::: Extract provided
Melinda Briana Epler, the host of the podcast Leading with Empathy and Allyship, opens each episode with a reminder of the need to take consistent action. She says that change is as much about unlearning as learning, and that intentional action is needed on a daily basis. It isn’t easy.
Neither should it be. Moving toward an aspirational goal always requires personal commitment and intentional actions consistently performed. Our natural goodwill is a great foundation for creating reasonable conditions in which people are treated in an okay manner. But it’s not sufficient if our goal is to attain that aspiration of inclusion and equity.
Of course, we may not have agreed to sign on to that aspiration. This can be something of a problem if governments and organisations frame aspirations on our behalf and then assume we assent. Even if we do assent the mere presence of legislation or policy is not sufficient to guide change.
Robert Cialdini explores the idea of commitment to action. There is a powerful difference between action commitments that are elicited as part of a persuasion strategy – often manipulative – and those that are freely and intentionally given by an individual or a group.
Commitment, compliance, and consequences
Imposed aspirations are rarely thought through by those who develop the ‘good idea’. Conformity is never complete across a population, and among those who do conform and aspire to the goal, there is no uniformity.
::::::
::: Collected data
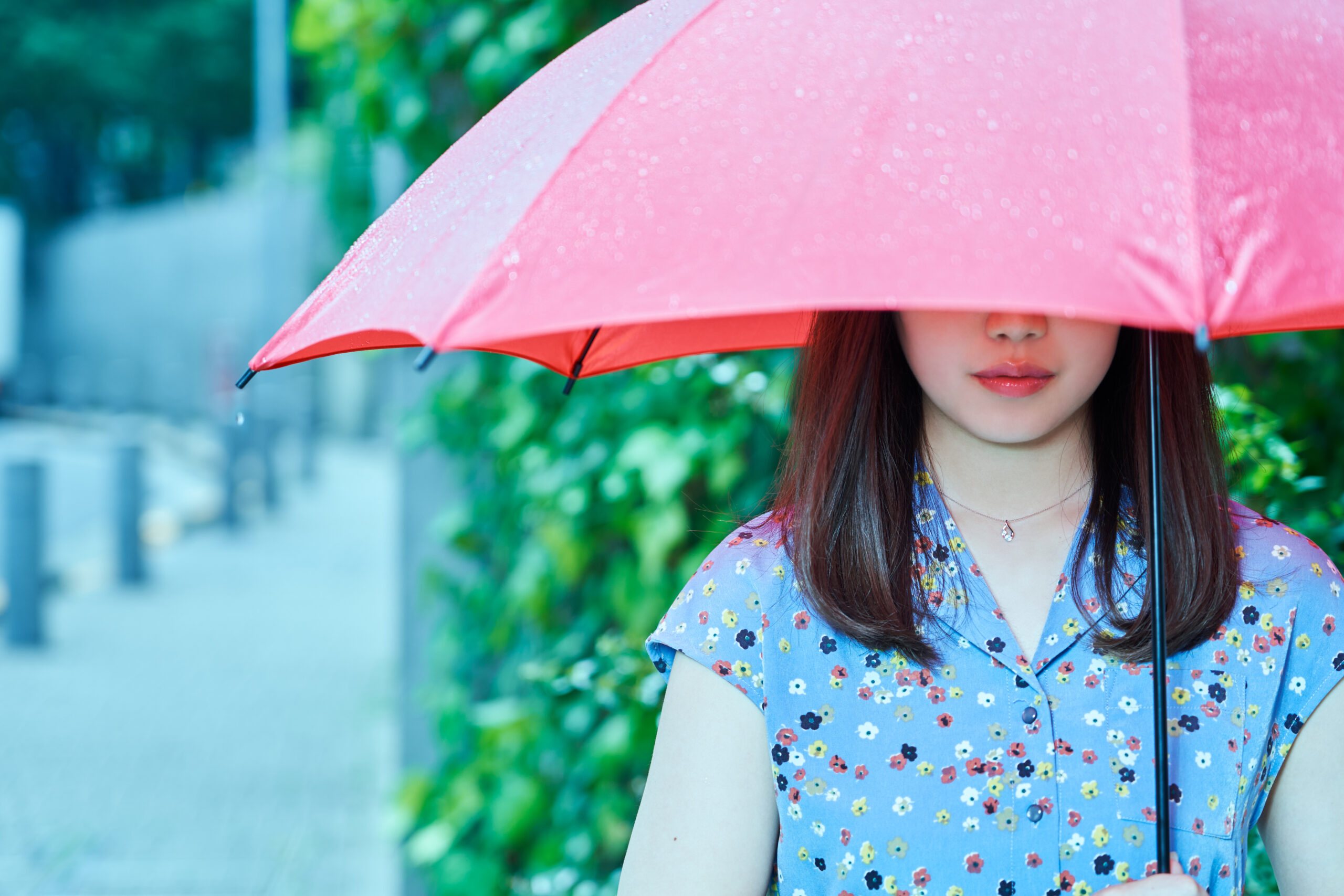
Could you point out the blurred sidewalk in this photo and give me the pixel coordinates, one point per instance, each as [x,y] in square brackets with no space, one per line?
::::::
Direction 1:
Answer these questions about the text on commitment to action, one line per answer:
(a) Which podcast does Melinda Briana Epler host?
(b) Whose work explores the idea of commitment to action?
(c) What is described as never complete across a population?
Direction 2: Rewrite the text on commitment to action between "Melinda Briana Epler, the" and "inclusion and equity.", inclusive, swapping "goodwill" for "kindness".
Direction 3: Write the next part of the text on commitment to action, picking up after its final sentence.
The lines have no connection to the text on commitment to action.

Right answer 1:
(a) Leading with Empathy and Allyship
(b) Robert Cialdini
(c) Conformity

Right answer 2:
Melinda Briana Epler, the host of the podcast Leading with Empathy and Allyship, opens each episode with a reminder of the need to take consistent action. She says that change is as much about unlearning as learning, and that intentional action is needed on a daily basis. It isn’t easy.
Neither should it be. Moving toward an aspirational goal always requires personal commitment and intentional actions consistently performed. Our natural kindness is a great foundation for creating reasonable conditions in which people are treated in an okay manner. But it’s not sufficient if our goal is to attain that aspiration of inclusion and equity.

Right answer 3:
Positive change is a messy business. Nothing is clear cut. Provided there are no particular impediments, things will change for the better – albeit slowly and messily.
Cialdini addresses an unexpected version of the ‘we’ group. It is when leaders naturally see themselves as forming a ‘we’ group, and their staff as ‘them’ or others. A feature of ‘we’ groups is leniency toward members. We are, for example, more forgiving of family members. The same might also apply with one’s work team members versus another team.
For Cialdini a code of conduct, which establishes minimal acceptable standards, does not have any real power if ‘we’ group members are lenient towards those who breach those standards. This becomes important when we consider conduct which is considered so unacceptable as to have a ‘zero tolerance’ declared. Cialdini argues that major breaches of a code of conduct, or repeated minor breaches, should lead to dismissal. Why?
Aspirational goals are part of the mechanism for evolving a culture. We can seek compliance through encouragement or formal accountability. We need both – applied in the right measure. The presence of formal accountability measures that cannot be circumvented because of ‘we’ group leniency are crucial to the community. They affirm the value of the aspiration. They say, “keep moving in the direction we are going.”
Formal accountability has always been present in human culture – from the tribal level up. It has always been associated with what has been highly valued – to protect it and reaffirm its value.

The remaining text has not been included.